[Excerpts of annotation records]
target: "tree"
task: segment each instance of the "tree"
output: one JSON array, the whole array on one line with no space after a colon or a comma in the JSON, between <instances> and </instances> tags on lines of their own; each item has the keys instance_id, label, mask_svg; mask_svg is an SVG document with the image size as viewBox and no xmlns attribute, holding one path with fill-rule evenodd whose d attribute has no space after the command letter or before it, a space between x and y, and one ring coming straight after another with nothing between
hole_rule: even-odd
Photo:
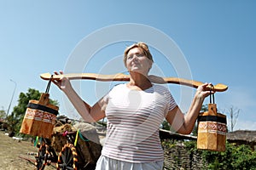
<instances>
[{"instance_id":1,"label":"tree","mask_svg":"<svg viewBox=\"0 0 256 170\"><path fill-rule=\"evenodd\" d=\"M6 112L3 110L3 107L2 107L2 110L0 110L0 119L4 119L6 116Z\"/></svg>"},{"instance_id":2,"label":"tree","mask_svg":"<svg viewBox=\"0 0 256 170\"><path fill-rule=\"evenodd\" d=\"M29 100L39 100L40 96L41 93L33 88L28 88L28 92L26 94L22 92L20 94L18 105L14 107L14 110L7 118L10 126L10 131L15 132L15 133L19 133ZM49 103L59 105L57 100L49 99Z\"/></svg>"}]
</instances>

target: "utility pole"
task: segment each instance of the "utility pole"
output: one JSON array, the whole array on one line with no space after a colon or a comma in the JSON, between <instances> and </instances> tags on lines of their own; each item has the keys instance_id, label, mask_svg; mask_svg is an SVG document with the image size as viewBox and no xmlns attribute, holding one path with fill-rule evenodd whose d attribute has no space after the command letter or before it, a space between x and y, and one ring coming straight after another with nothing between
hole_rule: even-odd
<instances>
[{"instance_id":1,"label":"utility pole","mask_svg":"<svg viewBox=\"0 0 256 170\"><path fill-rule=\"evenodd\" d=\"M13 99L14 99L14 95L15 95L15 90L16 90L16 87L17 87L17 83L16 83L15 81L13 81L12 79L9 79L9 81L13 82L15 83L15 87L14 92L13 92L13 94L12 94L12 98L11 98L11 100L10 100L10 102L9 102L9 105L8 110L7 110L6 117L7 117L7 116L8 116L8 114L9 114L9 111L10 106L11 106L11 105L12 105Z\"/></svg>"}]
</instances>

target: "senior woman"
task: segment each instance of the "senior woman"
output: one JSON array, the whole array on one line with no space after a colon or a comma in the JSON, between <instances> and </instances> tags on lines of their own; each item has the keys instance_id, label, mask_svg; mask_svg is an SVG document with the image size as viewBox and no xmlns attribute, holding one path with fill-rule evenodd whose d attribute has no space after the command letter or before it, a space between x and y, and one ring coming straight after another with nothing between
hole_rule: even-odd
<instances>
[{"instance_id":1,"label":"senior woman","mask_svg":"<svg viewBox=\"0 0 256 170\"><path fill-rule=\"evenodd\" d=\"M68 78L63 76L54 82L84 121L108 118L106 140L96 170L161 170L164 153L159 127L163 120L166 118L179 133L191 133L203 100L210 94L206 90L208 84L197 88L188 113L183 115L170 91L150 82L148 73L153 62L146 43L126 48L124 63L130 82L113 87L93 106L78 95Z\"/></svg>"}]
</instances>

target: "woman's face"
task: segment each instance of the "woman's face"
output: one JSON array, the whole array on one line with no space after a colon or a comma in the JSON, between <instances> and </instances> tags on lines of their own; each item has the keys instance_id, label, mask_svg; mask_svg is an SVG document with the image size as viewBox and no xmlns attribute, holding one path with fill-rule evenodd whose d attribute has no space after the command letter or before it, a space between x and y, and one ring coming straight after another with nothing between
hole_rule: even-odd
<instances>
[{"instance_id":1,"label":"woman's face","mask_svg":"<svg viewBox=\"0 0 256 170\"><path fill-rule=\"evenodd\" d=\"M137 71L147 76L152 66L152 61L147 58L140 48L133 48L127 54L126 68L129 71Z\"/></svg>"}]
</instances>

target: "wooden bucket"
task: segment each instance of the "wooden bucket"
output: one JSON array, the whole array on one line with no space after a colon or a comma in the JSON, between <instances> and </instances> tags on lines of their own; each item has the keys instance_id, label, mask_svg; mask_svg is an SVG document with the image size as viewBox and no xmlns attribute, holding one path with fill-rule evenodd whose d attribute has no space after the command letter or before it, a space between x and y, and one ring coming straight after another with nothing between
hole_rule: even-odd
<instances>
[{"instance_id":1,"label":"wooden bucket","mask_svg":"<svg viewBox=\"0 0 256 170\"><path fill-rule=\"evenodd\" d=\"M214 101L208 104L208 111L200 113L197 122L197 149L225 151L226 116L217 113Z\"/></svg>"},{"instance_id":2,"label":"wooden bucket","mask_svg":"<svg viewBox=\"0 0 256 170\"><path fill-rule=\"evenodd\" d=\"M46 92L49 88L49 84ZM43 93L39 100L29 100L20 133L51 138L59 107L49 104L49 100L48 93Z\"/></svg>"}]
</instances>

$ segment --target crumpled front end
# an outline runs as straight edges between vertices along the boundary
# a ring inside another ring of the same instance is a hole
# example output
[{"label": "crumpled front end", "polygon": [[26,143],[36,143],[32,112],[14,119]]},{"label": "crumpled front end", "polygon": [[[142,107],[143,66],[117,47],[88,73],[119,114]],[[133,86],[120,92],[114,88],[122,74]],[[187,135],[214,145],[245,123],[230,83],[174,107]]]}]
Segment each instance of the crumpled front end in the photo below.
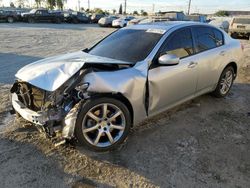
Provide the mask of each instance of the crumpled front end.
[{"label": "crumpled front end", "polygon": [[[122,102],[131,106],[133,123],[137,124],[147,117],[147,67],[144,62],[135,66],[122,63],[124,62],[115,64],[110,60],[103,64],[84,63],[84,66],[71,77],[68,75],[67,81],[57,84],[56,89],[48,89],[45,83],[19,79],[11,89],[13,108],[24,119],[46,131],[50,137],[56,136],[58,132],[61,138],[71,139],[74,137],[75,123],[82,103],[91,97],[121,96],[121,100],[124,100]],[[48,73],[53,71],[47,69]],[[47,79],[48,74],[42,71],[37,74],[39,79],[44,80],[42,74]],[[48,80],[48,85],[55,86],[56,80]]]}]

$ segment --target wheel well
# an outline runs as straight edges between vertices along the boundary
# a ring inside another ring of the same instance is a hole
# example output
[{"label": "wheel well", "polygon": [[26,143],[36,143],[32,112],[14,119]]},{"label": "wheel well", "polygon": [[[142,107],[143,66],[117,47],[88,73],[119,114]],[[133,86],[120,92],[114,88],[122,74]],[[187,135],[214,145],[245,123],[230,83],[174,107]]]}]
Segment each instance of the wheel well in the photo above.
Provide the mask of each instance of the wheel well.
[{"label": "wheel well", "polygon": [[134,123],[134,110],[133,110],[133,107],[132,107],[131,103],[129,102],[129,100],[124,95],[122,95],[121,93],[116,93],[116,94],[102,93],[102,94],[100,94],[98,96],[100,96],[100,97],[115,98],[115,99],[121,101],[123,104],[125,104],[126,107],[129,110],[130,115],[131,115],[131,121],[132,121],[132,127],[133,127],[133,123]]},{"label": "wheel well", "polygon": [[236,78],[236,76],[237,76],[237,70],[238,70],[237,69],[237,64],[235,62],[231,62],[226,67],[229,67],[229,66],[233,67],[234,73],[235,73],[235,77],[234,78]]}]

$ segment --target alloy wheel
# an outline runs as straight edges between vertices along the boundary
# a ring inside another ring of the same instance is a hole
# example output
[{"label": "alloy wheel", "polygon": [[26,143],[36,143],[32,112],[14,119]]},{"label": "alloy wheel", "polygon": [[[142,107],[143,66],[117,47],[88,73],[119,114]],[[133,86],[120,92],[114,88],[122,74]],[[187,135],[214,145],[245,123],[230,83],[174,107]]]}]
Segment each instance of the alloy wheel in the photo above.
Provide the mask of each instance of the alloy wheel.
[{"label": "alloy wheel", "polygon": [[225,95],[230,90],[232,83],[233,83],[233,72],[231,70],[228,70],[222,77],[220,82],[220,92],[222,95]]},{"label": "alloy wheel", "polygon": [[91,145],[108,147],[122,137],[125,126],[122,110],[114,104],[102,103],[86,113],[82,121],[82,132]]}]

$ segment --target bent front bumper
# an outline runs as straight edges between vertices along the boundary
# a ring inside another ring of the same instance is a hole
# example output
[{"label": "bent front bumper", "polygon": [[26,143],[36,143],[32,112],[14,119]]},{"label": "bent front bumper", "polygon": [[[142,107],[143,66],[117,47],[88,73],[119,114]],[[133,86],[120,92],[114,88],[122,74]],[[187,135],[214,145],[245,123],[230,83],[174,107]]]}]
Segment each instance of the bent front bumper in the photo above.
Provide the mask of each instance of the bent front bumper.
[{"label": "bent front bumper", "polygon": [[28,109],[23,103],[18,100],[17,94],[12,94],[12,106],[16,112],[18,112],[24,119],[38,125],[44,125],[46,122],[46,117],[41,112],[35,112]]}]

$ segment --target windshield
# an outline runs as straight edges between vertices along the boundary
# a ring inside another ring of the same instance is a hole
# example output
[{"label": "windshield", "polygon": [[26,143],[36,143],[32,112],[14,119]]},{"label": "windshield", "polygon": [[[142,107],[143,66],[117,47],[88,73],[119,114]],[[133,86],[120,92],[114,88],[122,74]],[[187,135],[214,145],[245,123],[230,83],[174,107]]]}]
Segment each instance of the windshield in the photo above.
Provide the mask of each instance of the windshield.
[{"label": "windshield", "polygon": [[248,19],[248,18],[235,18],[234,23],[250,24],[250,19]]},{"label": "windshield", "polygon": [[36,13],[36,9],[32,9],[30,13]]},{"label": "windshield", "polygon": [[120,29],[89,52],[92,55],[133,62],[144,60],[162,37],[147,30]]}]

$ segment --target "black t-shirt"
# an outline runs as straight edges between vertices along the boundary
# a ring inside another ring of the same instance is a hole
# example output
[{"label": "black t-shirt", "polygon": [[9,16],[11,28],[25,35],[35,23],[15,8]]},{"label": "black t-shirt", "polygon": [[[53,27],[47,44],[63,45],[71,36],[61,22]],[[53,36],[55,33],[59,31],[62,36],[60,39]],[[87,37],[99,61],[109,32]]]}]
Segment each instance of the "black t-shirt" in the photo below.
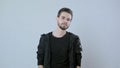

• REQUEST
Arrange the entries, from the line containing "segment --target windshield" through the last line of the entries, inclusive, as a JSON list of strings with one string per line. Omit blank lines and leave out the pictures.

• REPLY TO THE TASK
[
  "$ segment --target windshield",
  "# an outline runs as straight edges between vertices along the boundary",
  "# a ring inside another ring of the same instance is a hole",
  "# example output",
  "[{\"label\": \"windshield\", \"polygon\": [[26,143],[36,143],[32,112],[14,119]]},{\"label\": \"windshield\", \"polygon\": [[[142,107],[143,66],[117,47],[88,73],[119,114]],[[133,86],[120,92],[114,88],[122,74]],[[187,135],[214,145],[245,123],[230,83],[174,107]]]}]",
  "Segment each instance of the windshield in the photo above.",
  "Provide the mask of each instance of the windshield.",
  "[{\"label\": \"windshield\", \"polygon\": [[248,19],[248,18],[235,18],[234,23],[250,24],[250,19]]},{\"label\": \"windshield\", \"polygon\": [[36,13],[36,9],[32,9],[30,13]]},{\"label\": \"windshield\", \"polygon\": [[120,29],[89,52],[92,55],[133,62],[144,60],[162,37],[147,30]]}]",
  "$ segment --target \"black t-shirt\"",
  "# an outline runs as straight edges between vertices along the boundary",
  "# a ring inside another ring of the same instance is a hole",
  "# example output",
  "[{\"label\": \"black t-shirt\", \"polygon\": [[9,16],[11,28],[25,35],[35,23],[15,8]]},{\"label\": \"black t-shirt\", \"polygon\": [[[53,27],[47,44],[63,45],[71,36],[61,22]],[[53,36],[55,33],[59,31],[62,36],[60,39]],[[87,37],[99,61],[109,32]]]}]",
  "Segment each instance of the \"black t-shirt\" in the photo below."
]